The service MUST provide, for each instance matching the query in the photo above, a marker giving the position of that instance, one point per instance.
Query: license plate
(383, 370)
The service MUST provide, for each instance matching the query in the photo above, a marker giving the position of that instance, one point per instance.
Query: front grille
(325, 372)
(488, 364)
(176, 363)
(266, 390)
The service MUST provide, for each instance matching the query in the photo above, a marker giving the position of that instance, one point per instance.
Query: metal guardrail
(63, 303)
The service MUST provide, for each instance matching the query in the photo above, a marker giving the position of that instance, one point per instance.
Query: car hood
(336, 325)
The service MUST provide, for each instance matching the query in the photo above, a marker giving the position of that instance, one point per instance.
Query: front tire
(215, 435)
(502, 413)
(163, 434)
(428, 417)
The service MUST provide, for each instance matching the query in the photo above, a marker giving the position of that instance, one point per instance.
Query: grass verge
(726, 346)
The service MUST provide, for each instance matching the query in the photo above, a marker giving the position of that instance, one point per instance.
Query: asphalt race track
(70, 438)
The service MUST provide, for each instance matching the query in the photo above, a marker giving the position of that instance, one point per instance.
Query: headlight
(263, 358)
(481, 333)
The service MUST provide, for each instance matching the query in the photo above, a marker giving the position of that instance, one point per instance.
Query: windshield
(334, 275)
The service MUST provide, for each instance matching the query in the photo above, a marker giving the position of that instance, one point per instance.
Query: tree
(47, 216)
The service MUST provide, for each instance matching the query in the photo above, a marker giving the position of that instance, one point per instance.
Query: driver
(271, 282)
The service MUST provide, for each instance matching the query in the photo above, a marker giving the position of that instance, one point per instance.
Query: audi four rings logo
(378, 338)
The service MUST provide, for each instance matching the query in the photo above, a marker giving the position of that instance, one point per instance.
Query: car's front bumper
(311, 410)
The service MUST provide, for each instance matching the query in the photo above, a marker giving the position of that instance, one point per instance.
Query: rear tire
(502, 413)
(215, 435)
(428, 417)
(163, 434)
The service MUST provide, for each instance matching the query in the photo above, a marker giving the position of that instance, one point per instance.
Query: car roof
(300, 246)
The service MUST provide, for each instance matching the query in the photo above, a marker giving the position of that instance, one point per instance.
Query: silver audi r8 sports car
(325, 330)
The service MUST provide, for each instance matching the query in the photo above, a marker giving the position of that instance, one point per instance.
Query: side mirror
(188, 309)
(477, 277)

## Task brief
Everything from the line with "Query: car roof" down to the last line of the data above should be returned exactly, with both ends kept and nothing added.

## Exercise answer
Query: car roof
(300, 246)
The service MUST provide, for each instance matching the query in the photo above, a marker giving the position of that instance, one point per instance.
Query: silver audi r8 sports car
(325, 330)
The service MUST provide, for each instance matching the query in the photo above, a marker giving the position of that instance, one point per instance.
Query: side mirror
(188, 309)
(477, 277)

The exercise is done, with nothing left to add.